── EXTRAIT DU DOCUMENT ──
17.04.2025 à 11:04
Mal nommer les choses, c'est ajouter au malheur du monde. Le premier président de la Cour des comptes, Pierre Moscovici, vient une fois de plus de valider cette formule en déclarant : « Ce que nous proposons d'abord, c'est de lutter contre la fraude sociale. Autant sur la fraude fiscale, on a fait beaucoup, et je ne crois pas qu'il y ait des masses à gratter, autant, sur la fraude sociale, c'est très important, c'est à peu près 4,5 milliards d'euros par an. On récupère royalement 600 (…)
- ActualitésMal nommer les choses, c'est ajouter au malheur du monde. Le premier président de la Cour des comptes, Pierre Moscovici, vient une fois de plus de valider cette formule en déclarant : « Ce que nous proposons d'abord, c'est de lutter contre la fraude sociale. Autant sur la fraude fiscale, on a fait beaucoup, et je ne crois pas qu'il y ait des masses à gratter, autant, sur la fraude sociale, c'est très important, c'est à peu près 4,5 milliards d'euros par an. On récupère royalement 600 millions ».
───
── LISTE DES DONNÉES ──
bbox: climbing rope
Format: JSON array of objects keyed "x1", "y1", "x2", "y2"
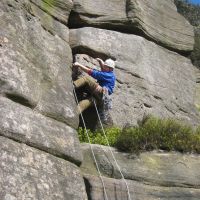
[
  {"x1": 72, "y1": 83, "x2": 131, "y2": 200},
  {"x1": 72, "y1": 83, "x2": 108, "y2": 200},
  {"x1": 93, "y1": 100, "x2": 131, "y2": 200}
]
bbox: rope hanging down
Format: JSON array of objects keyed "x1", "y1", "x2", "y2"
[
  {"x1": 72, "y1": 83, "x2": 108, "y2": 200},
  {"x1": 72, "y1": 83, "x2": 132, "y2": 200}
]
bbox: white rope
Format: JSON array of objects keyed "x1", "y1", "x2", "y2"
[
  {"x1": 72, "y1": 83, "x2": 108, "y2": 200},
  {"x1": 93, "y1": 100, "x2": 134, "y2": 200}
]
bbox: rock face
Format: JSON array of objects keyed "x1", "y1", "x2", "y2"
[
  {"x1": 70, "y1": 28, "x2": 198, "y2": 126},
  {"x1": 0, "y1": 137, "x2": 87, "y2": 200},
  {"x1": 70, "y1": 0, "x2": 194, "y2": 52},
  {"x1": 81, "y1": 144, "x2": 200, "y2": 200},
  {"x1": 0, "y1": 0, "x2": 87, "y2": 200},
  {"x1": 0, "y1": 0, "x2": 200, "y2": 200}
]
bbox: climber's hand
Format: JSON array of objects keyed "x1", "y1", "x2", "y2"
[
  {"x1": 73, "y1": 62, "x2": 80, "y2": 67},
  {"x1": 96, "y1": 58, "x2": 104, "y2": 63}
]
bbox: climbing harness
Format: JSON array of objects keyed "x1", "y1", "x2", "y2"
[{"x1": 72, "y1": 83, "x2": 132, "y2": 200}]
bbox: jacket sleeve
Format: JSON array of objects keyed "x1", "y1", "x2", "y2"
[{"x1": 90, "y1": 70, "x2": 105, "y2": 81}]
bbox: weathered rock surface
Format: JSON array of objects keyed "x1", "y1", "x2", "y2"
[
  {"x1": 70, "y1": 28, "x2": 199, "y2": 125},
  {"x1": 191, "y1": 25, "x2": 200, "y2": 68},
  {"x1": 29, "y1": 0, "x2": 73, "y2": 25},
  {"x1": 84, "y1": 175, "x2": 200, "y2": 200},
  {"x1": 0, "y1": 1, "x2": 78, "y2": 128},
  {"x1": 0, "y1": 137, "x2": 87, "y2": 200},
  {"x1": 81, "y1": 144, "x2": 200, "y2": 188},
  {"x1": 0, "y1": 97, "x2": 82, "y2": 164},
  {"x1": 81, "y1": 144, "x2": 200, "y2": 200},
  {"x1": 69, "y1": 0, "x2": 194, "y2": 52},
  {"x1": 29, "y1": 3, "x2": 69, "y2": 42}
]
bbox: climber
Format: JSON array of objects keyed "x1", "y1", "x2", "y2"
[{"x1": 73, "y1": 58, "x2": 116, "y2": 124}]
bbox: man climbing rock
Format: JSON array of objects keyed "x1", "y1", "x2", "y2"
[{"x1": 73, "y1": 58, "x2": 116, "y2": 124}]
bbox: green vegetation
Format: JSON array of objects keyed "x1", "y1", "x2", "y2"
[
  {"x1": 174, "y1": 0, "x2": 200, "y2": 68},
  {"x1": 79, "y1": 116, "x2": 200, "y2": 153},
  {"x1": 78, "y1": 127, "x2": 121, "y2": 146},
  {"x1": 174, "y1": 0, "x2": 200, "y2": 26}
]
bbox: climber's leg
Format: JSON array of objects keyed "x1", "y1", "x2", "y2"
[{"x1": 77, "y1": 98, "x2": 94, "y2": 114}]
───
── LISTE DES DONNÉES ──
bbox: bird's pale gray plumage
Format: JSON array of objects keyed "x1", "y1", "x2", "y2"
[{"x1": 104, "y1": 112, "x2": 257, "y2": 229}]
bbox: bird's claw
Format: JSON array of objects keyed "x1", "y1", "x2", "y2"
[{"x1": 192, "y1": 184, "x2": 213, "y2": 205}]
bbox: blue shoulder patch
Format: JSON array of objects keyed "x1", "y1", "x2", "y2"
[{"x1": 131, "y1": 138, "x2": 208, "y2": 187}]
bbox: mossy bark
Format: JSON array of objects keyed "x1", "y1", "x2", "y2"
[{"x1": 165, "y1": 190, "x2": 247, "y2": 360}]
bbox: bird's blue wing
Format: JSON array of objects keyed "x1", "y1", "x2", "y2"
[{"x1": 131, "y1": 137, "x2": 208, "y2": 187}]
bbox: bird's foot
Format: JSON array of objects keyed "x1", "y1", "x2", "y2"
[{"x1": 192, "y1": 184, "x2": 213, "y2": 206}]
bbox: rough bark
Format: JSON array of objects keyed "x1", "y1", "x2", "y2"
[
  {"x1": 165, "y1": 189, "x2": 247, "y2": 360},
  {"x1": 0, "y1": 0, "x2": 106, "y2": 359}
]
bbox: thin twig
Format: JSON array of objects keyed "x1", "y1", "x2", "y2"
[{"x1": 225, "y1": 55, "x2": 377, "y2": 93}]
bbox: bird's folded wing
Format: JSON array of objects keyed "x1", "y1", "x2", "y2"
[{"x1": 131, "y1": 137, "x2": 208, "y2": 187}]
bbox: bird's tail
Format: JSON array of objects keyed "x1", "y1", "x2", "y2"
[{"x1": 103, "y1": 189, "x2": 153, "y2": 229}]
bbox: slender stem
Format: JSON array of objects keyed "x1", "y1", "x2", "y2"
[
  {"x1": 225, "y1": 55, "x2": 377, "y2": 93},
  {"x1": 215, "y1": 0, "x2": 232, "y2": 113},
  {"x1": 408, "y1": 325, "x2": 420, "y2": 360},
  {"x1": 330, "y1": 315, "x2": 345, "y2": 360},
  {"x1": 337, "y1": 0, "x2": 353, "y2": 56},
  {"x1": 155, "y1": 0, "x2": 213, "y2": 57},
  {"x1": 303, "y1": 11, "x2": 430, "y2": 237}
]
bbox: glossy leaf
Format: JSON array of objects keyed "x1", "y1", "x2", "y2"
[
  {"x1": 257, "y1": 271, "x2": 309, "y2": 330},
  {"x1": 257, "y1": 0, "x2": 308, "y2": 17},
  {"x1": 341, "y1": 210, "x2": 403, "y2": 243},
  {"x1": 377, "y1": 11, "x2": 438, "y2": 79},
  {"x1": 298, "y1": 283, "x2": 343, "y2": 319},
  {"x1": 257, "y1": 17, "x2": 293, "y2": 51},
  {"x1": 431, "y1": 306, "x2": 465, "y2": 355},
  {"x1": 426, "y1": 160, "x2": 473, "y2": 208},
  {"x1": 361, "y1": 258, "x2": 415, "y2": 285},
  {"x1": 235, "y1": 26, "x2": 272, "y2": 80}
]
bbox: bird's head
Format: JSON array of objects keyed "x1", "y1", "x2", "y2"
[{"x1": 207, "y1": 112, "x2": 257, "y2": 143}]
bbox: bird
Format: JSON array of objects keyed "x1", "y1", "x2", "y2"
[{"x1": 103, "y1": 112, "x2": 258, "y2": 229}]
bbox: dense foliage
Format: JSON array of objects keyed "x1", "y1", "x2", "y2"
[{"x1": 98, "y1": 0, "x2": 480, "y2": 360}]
───
── LISTE DES DONNÉES ──
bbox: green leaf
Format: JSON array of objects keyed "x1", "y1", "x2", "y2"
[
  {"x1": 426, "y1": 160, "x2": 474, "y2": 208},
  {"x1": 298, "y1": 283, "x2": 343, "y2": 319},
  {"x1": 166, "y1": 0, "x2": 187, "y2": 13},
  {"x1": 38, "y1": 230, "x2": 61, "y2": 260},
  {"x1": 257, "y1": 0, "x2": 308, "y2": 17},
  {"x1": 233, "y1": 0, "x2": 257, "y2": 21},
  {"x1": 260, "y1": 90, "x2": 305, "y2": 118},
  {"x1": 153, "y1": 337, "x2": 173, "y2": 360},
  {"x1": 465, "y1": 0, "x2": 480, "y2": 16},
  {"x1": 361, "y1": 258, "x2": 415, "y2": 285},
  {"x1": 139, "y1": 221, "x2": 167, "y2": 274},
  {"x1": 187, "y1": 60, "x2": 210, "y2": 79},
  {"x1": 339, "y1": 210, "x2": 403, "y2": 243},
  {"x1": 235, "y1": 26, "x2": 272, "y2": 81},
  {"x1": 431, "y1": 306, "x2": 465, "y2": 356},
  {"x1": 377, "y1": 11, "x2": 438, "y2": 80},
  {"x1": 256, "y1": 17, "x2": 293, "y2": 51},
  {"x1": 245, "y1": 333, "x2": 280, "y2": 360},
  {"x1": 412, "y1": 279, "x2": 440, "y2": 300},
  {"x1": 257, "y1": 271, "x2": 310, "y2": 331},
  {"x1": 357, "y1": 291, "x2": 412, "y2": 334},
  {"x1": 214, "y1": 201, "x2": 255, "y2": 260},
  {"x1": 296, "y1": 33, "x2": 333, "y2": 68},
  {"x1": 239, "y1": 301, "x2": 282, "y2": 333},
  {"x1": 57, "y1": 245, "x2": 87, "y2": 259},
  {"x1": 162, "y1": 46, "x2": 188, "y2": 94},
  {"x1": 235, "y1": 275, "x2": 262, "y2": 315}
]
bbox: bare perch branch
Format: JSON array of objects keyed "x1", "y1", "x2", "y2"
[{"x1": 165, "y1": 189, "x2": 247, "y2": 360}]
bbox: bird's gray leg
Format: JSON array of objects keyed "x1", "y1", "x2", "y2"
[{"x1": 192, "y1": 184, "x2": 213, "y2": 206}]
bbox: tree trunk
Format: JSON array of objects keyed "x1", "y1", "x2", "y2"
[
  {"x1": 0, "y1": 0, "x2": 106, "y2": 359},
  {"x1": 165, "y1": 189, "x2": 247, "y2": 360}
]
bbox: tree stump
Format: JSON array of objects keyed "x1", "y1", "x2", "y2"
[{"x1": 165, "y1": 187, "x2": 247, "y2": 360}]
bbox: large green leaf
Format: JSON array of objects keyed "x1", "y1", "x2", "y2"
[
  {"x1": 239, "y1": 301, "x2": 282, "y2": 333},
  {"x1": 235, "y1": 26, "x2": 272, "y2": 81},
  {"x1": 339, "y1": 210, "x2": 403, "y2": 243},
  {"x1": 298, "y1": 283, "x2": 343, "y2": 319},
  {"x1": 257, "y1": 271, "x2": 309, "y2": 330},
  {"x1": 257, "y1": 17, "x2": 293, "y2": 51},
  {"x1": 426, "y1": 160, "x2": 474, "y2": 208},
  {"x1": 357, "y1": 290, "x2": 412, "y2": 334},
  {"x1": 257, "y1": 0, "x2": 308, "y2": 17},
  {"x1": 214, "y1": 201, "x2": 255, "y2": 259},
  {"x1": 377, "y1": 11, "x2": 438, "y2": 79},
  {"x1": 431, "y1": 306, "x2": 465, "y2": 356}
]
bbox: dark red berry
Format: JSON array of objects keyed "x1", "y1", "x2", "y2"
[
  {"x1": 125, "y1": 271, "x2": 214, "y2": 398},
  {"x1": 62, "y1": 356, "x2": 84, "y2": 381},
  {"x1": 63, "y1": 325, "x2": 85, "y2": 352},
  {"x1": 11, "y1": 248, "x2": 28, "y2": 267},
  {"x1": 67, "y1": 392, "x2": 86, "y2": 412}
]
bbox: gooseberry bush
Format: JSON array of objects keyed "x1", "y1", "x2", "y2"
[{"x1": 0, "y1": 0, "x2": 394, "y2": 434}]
───
__TÂCHES À RÉALISER__
• A. Recopiez mot pour mot l'extrait du document en commençant par « 17.04.2025 à 11:04 » et en poursuivant jusqu'à « royalement 600 (…) ».
• B. D'après l'extrait du document, à quel montant annuel Pierre Moscovici estime-t-il la fraude sociale ?
• C. Indiquez si chacune des affirmations suivantes concorde avec l'extrait du document, en répondant par oui ou par non et en citant exactement les mots qui tranchent : (i) Pierre Moscovici est le premier président de la Cour des comptes. (ii) Selon lui, il reste beaucoup à gratter sur la fraude fiscale. (iii) Sur la fraude sociale, on récupère 600 millions.
Basez-vous seulement sur l'extrait du document.

__RÉPONSES PAR TÂCHE__
• A.
17.04.2025 à 11:04
Mal nommer les choses, c'est ajouter au malheur du monde. Le premier président de la Cour des comptes, Pierre Moscovici, vient une fois de plus de valider cette formule en déclarant : « Ce que nous proposons d'abord, c'est de lutter contre la fraude sociale. Autant sur la fraude fiscale, on a fait beaucoup, et je ne crois pas qu'il y ait des masses à gratter, autant, sur la fraude sociale, c'est très important, c'est à peu près 4,5 milliards d'euros par an. On récupère royalement 600 (…)

• B. À peu près 4,5 milliards d'euros par an.

• C.
(i) Oui : « Le premier président de la Cour des comptes, Pierre Moscovici »
(ii) Non : « je ne crois pas qu'il y ait des masses à gratter »
(iii) Oui : « On récupère royalement 600 millions »